Stored dataset items
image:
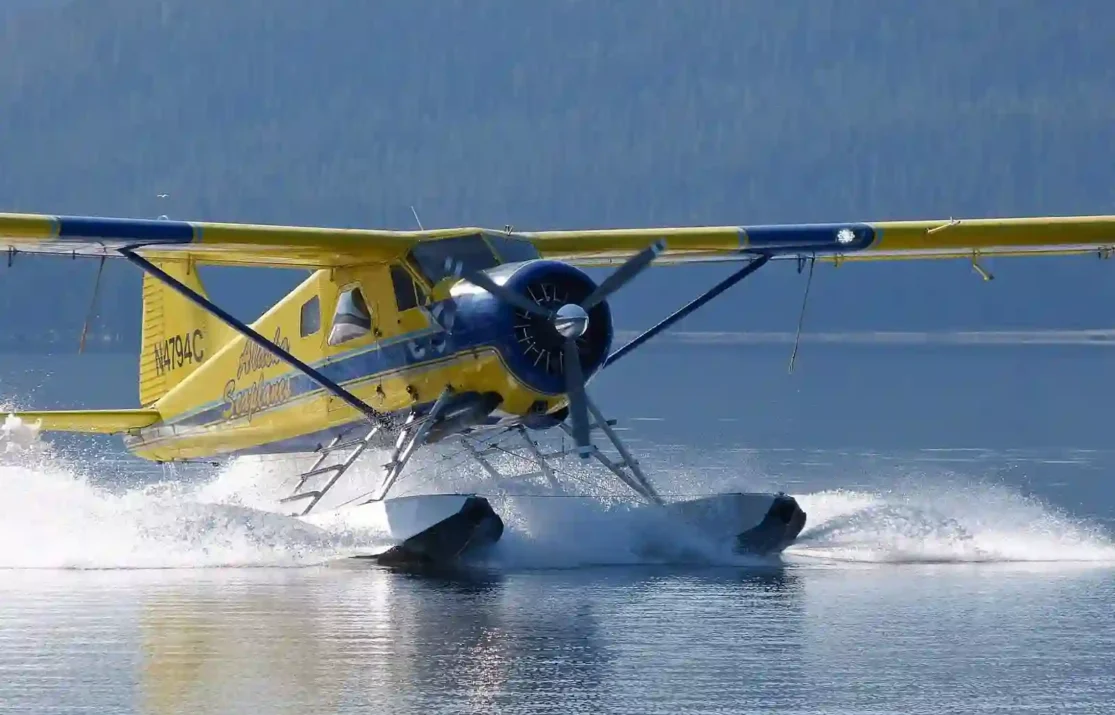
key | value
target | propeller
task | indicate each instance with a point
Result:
(571, 321)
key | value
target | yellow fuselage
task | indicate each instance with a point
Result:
(241, 398)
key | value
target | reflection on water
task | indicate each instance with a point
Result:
(342, 640)
(873, 638)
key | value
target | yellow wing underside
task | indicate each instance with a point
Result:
(312, 248)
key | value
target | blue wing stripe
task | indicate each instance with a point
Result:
(126, 229)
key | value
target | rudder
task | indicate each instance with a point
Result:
(177, 335)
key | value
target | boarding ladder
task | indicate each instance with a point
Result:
(350, 451)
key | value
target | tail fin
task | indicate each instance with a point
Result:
(177, 335)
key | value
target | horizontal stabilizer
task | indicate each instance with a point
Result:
(89, 421)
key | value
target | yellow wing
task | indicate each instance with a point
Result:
(309, 247)
(214, 243)
(884, 240)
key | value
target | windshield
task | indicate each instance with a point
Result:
(513, 250)
(436, 259)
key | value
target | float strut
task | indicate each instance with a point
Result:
(694, 305)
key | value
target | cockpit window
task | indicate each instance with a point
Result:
(407, 295)
(437, 259)
(351, 318)
(513, 250)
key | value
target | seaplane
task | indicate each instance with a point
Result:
(403, 340)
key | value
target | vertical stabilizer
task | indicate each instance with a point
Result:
(177, 336)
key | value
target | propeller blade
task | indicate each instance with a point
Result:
(633, 266)
(578, 402)
(507, 296)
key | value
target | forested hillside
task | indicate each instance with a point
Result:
(566, 114)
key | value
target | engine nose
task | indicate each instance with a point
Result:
(535, 347)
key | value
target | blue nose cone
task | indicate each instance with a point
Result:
(532, 346)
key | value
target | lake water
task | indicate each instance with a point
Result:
(959, 557)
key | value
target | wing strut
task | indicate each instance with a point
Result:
(210, 307)
(691, 306)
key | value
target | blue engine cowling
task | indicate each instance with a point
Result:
(527, 344)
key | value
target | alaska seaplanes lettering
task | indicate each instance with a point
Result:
(248, 393)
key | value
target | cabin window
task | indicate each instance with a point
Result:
(311, 317)
(351, 319)
(406, 293)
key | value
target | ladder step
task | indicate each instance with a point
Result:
(294, 498)
(345, 445)
(322, 470)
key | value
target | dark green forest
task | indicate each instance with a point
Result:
(566, 114)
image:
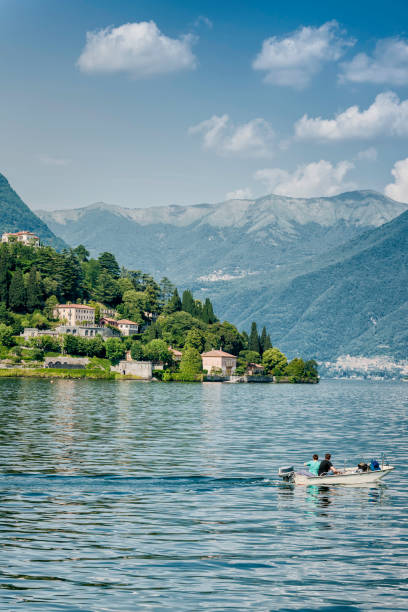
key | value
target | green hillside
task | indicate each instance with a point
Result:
(356, 305)
(15, 216)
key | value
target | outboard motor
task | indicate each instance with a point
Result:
(286, 473)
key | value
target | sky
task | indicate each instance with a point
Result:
(141, 103)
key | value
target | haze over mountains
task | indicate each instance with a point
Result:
(327, 275)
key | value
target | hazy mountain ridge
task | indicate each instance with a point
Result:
(317, 272)
(15, 216)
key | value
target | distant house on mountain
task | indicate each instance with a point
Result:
(25, 237)
(216, 360)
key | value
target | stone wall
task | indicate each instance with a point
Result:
(141, 369)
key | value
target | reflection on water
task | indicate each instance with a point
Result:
(122, 496)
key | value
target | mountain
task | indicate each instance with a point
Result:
(15, 216)
(233, 239)
(326, 275)
(357, 305)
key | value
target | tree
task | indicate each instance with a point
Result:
(108, 262)
(4, 274)
(166, 291)
(187, 302)
(157, 350)
(195, 338)
(191, 362)
(274, 361)
(136, 351)
(115, 350)
(311, 369)
(174, 304)
(33, 291)
(81, 252)
(6, 335)
(254, 344)
(17, 292)
(107, 290)
(296, 368)
(208, 315)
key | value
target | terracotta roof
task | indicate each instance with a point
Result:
(74, 306)
(126, 322)
(20, 234)
(217, 354)
(175, 352)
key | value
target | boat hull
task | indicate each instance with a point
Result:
(348, 477)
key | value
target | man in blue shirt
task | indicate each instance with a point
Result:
(314, 465)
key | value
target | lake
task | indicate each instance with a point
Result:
(148, 496)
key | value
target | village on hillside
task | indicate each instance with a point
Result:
(114, 322)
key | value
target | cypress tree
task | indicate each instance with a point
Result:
(4, 275)
(268, 343)
(253, 344)
(33, 291)
(262, 339)
(17, 292)
(187, 302)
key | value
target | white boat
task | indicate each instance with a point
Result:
(348, 476)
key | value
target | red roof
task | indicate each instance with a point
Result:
(75, 306)
(217, 354)
(126, 322)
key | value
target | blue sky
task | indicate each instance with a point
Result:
(157, 103)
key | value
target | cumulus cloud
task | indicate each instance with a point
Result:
(239, 194)
(369, 154)
(398, 190)
(293, 60)
(139, 49)
(386, 116)
(251, 139)
(388, 64)
(311, 180)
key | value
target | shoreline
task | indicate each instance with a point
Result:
(79, 374)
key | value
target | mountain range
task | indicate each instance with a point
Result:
(326, 275)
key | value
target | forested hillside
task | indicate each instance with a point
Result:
(16, 216)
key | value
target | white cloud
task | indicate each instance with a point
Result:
(388, 64)
(239, 194)
(139, 49)
(398, 190)
(386, 116)
(48, 160)
(311, 180)
(369, 154)
(294, 59)
(252, 139)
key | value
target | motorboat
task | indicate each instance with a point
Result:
(359, 475)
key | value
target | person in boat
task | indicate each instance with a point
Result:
(314, 465)
(326, 466)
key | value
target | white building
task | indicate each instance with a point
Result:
(26, 238)
(75, 314)
(127, 328)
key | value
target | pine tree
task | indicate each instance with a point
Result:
(17, 292)
(187, 302)
(33, 292)
(253, 344)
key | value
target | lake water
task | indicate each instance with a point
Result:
(141, 496)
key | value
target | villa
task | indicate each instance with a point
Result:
(75, 314)
(216, 361)
(25, 237)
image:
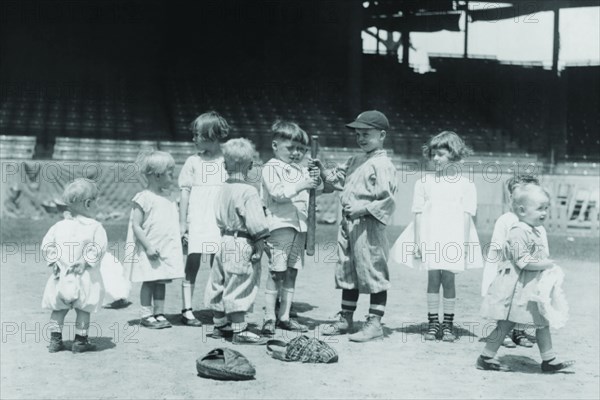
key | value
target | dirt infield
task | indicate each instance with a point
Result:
(134, 362)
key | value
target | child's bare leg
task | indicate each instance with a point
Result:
(495, 339)
(158, 294)
(448, 305)
(287, 293)
(274, 283)
(550, 362)
(57, 320)
(287, 297)
(82, 324)
(146, 293)
(486, 360)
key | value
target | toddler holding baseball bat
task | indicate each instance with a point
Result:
(284, 191)
(368, 185)
(233, 281)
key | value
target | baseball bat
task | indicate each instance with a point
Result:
(312, 205)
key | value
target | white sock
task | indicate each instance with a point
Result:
(287, 295)
(187, 293)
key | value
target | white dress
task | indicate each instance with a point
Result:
(116, 282)
(204, 179)
(442, 202)
(67, 242)
(161, 226)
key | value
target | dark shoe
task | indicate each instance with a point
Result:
(151, 323)
(547, 366)
(292, 325)
(342, 326)
(250, 338)
(521, 339)
(371, 330)
(447, 334)
(56, 343)
(268, 328)
(433, 331)
(490, 364)
(293, 312)
(225, 364)
(189, 321)
(82, 344)
(221, 332)
(163, 321)
(508, 342)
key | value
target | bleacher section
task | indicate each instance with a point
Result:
(418, 106)
(17, 147)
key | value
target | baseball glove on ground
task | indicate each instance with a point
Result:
(303, 349)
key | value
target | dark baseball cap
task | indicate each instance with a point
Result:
(370, 119)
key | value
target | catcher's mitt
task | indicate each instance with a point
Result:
(303, 349)
(225, 364)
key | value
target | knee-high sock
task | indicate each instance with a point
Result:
(349, 300)
(287, 296)
(378, 302)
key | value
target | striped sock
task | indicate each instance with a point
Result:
(548, 355)
(448, 319)
(378, 302)
(349, 300)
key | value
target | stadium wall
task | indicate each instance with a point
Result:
(29, 189)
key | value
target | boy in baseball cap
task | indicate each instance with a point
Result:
(370, 119)
(368, 185)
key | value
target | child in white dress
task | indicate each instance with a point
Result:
(200, 180)
(442, 239)
(527, 287)
(154, 252)
(494, 255)
(74, 248)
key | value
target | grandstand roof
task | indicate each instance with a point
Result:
(436, 15)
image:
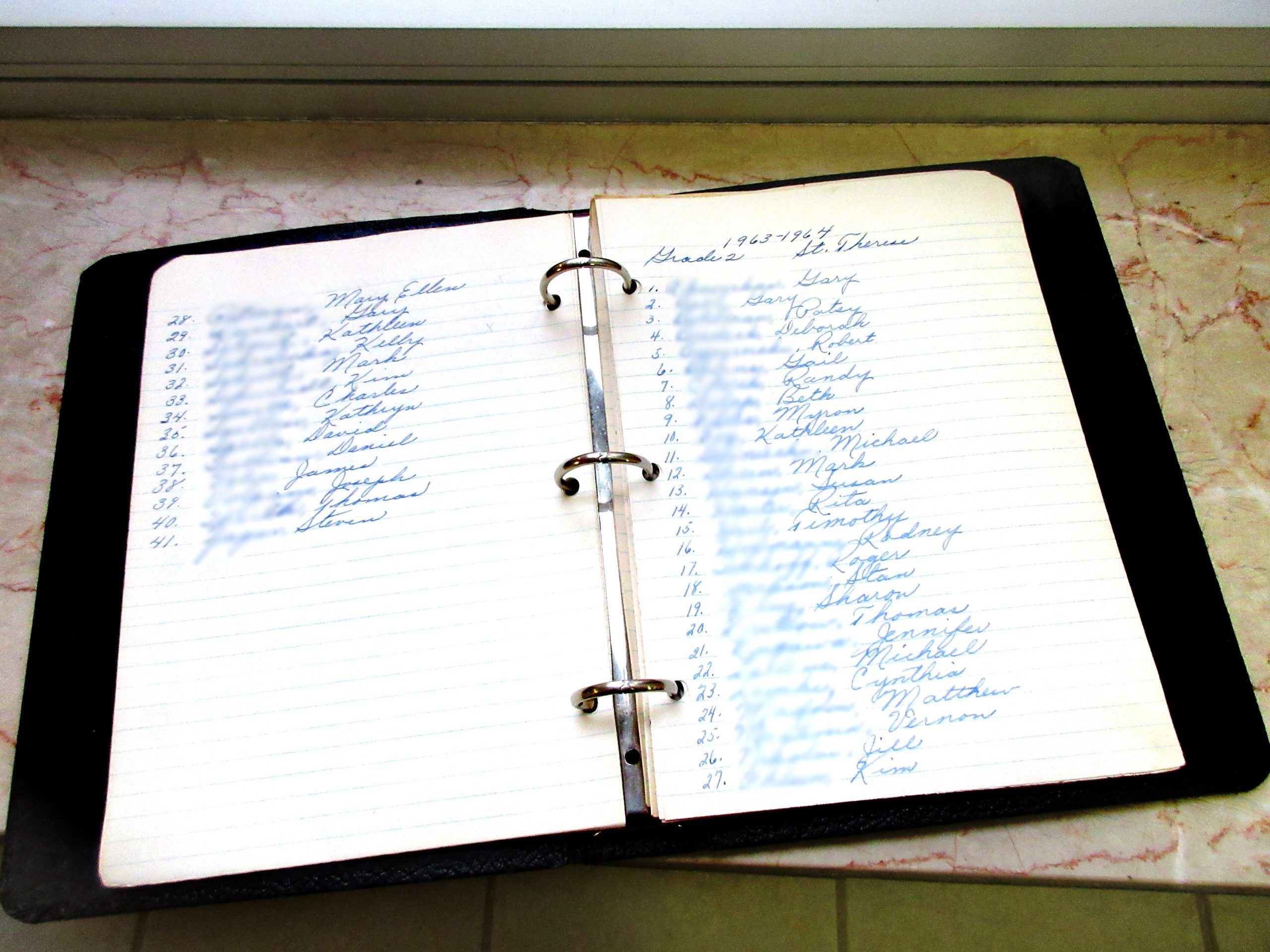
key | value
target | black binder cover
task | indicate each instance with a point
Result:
(60, 776)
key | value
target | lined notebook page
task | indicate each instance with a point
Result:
(878, 554)
(356, 602)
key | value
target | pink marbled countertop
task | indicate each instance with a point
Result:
(1185, 211)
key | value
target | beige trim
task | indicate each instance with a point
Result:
(798, 75)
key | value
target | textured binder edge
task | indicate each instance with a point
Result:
(55, 818)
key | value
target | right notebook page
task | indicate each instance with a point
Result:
(878, 554)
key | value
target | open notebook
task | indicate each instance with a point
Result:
(876, 561)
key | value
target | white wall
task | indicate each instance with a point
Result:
(636, 13)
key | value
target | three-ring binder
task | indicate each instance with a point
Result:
(624, 686)
(587, 699)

#### Task directions
Return only the number of lines in the preceding records that contain the string "baseball".

#### Response to the task
5